Prompt » Begin with the line that holds "For each instance of the nose". Output it and all remaining lines of the material, verbatim, ending with the last.

Input material »
>>>>
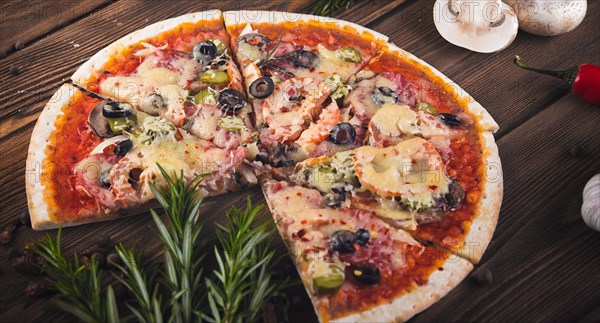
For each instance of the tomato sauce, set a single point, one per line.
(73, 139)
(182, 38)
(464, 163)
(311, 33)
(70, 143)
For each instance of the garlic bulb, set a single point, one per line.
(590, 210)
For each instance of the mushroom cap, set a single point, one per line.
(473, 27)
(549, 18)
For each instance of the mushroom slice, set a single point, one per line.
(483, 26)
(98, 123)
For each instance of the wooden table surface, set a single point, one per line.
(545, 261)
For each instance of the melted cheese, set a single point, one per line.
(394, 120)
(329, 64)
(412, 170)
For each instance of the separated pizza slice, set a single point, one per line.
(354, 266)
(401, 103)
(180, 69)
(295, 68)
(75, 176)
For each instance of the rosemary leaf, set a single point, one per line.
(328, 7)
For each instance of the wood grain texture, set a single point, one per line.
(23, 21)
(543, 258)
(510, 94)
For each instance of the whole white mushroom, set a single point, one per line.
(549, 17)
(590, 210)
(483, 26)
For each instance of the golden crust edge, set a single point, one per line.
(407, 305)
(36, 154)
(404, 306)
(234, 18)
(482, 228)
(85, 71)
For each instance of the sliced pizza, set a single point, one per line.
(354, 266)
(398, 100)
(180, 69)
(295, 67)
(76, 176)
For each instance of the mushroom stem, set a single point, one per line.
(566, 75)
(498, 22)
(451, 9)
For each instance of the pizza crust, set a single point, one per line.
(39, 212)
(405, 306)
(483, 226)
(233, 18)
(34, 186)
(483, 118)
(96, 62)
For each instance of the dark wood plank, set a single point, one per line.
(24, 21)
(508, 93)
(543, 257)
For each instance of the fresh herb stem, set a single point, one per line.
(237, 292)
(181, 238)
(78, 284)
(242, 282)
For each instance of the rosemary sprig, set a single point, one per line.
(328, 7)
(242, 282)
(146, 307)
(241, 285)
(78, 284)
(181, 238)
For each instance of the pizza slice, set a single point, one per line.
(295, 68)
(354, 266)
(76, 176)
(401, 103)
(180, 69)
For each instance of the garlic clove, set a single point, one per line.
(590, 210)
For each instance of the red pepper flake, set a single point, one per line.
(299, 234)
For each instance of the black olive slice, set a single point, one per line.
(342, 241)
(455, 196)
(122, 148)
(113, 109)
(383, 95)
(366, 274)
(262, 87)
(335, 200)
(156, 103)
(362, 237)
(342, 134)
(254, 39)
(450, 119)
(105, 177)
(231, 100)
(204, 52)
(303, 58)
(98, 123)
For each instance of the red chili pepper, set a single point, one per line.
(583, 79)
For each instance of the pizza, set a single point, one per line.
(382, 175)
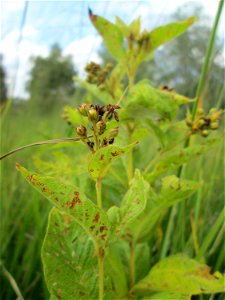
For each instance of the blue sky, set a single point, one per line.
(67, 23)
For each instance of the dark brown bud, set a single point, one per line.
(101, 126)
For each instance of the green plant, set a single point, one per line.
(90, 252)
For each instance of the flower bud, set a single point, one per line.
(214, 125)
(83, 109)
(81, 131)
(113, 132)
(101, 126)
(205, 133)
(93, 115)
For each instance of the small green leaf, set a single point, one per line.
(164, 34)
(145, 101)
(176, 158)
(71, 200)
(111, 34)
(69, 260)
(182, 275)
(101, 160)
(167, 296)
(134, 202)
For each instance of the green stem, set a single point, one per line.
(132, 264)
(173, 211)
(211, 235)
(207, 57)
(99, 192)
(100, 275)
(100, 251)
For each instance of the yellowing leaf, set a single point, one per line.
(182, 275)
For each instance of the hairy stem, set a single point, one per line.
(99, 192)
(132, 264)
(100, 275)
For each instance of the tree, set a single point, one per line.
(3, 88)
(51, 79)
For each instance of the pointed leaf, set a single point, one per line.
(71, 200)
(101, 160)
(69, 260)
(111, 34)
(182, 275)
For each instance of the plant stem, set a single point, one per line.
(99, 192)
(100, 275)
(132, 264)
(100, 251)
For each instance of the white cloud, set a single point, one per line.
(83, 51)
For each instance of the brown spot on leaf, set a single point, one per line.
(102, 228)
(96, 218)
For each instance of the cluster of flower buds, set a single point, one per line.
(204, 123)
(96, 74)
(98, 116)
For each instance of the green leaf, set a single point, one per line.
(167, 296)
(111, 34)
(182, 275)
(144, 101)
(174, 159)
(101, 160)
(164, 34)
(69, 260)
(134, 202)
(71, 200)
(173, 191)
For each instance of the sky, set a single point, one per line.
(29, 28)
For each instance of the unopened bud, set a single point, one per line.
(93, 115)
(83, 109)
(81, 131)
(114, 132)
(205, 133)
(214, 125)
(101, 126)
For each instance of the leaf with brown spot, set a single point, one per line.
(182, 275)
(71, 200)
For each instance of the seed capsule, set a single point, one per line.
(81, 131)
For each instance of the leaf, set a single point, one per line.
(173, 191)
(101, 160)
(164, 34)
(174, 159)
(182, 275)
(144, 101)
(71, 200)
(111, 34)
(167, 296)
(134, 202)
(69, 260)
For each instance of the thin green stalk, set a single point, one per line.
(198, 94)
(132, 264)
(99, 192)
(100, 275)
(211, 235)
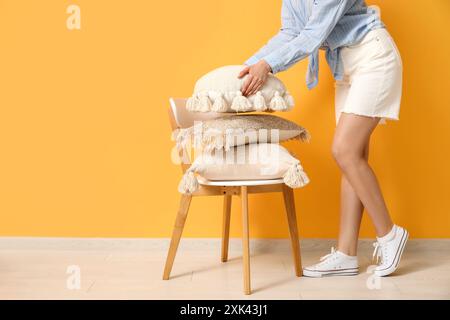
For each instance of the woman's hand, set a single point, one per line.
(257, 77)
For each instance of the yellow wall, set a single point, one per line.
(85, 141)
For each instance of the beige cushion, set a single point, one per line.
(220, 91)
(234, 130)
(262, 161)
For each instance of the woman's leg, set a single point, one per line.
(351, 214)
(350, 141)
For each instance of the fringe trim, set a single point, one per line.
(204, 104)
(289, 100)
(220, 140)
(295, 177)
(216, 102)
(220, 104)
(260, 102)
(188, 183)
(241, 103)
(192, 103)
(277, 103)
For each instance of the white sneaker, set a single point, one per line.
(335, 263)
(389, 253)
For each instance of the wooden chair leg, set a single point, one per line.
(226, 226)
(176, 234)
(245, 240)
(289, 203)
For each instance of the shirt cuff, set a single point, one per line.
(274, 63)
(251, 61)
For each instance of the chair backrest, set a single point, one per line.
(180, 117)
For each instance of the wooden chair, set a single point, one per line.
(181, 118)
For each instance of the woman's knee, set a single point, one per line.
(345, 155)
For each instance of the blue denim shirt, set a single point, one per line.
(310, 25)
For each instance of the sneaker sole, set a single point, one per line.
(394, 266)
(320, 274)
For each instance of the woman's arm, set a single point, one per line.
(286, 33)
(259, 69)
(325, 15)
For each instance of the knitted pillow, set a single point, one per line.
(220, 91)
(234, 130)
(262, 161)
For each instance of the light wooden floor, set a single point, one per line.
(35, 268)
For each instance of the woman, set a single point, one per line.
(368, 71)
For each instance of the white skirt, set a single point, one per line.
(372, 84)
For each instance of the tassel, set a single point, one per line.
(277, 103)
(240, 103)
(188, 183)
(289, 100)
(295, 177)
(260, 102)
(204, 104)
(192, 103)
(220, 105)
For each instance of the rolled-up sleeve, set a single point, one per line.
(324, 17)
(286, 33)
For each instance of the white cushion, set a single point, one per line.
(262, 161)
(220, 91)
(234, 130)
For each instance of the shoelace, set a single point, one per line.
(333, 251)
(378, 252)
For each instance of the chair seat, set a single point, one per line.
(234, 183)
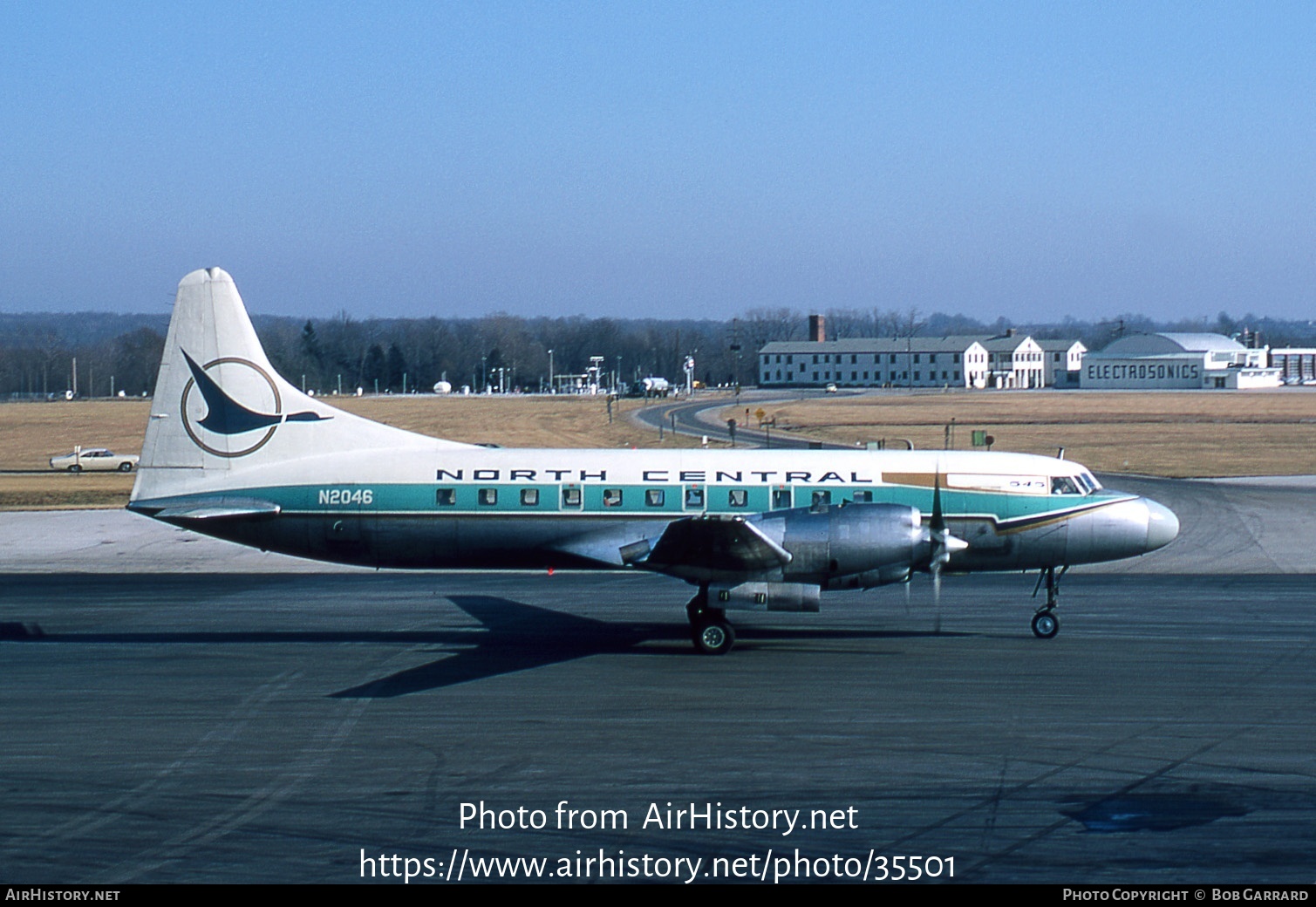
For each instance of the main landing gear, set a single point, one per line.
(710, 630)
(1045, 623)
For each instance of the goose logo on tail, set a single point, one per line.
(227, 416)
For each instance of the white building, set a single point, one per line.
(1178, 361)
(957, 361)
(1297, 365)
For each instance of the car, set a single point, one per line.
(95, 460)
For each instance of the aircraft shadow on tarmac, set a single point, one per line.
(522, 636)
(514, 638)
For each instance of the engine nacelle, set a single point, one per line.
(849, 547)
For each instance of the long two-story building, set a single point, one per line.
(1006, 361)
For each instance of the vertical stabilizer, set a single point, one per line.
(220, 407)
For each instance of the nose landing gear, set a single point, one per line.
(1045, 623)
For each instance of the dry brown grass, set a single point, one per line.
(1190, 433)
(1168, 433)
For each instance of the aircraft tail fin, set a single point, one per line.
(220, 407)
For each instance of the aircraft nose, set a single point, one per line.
<<<<
Answer section »
For each instance of the nose landing gear, set a single point, one per line.
(1045, 623)
For each instance of the dry brown grass, set a single point, one per line.
(1190, 433)
(1168, 433)
For each instance of the aircraft tail fin, set a single point, one per line.
(220, 407)
For each instance of the aircraft nose, set a single point, one per line.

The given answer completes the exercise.